Please copy out every line of the data word for word.

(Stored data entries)
== Segment start ==

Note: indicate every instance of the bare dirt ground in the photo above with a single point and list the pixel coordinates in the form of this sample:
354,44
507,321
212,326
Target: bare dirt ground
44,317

== Segment end ==

● **Problem solution**
Note: indicate every instance of the bare dirt ground in the photo above with a single point and list the pixel coordinates in the form of this sample:
354,44
507,321
212,326
Target: bare dirt ground
44,317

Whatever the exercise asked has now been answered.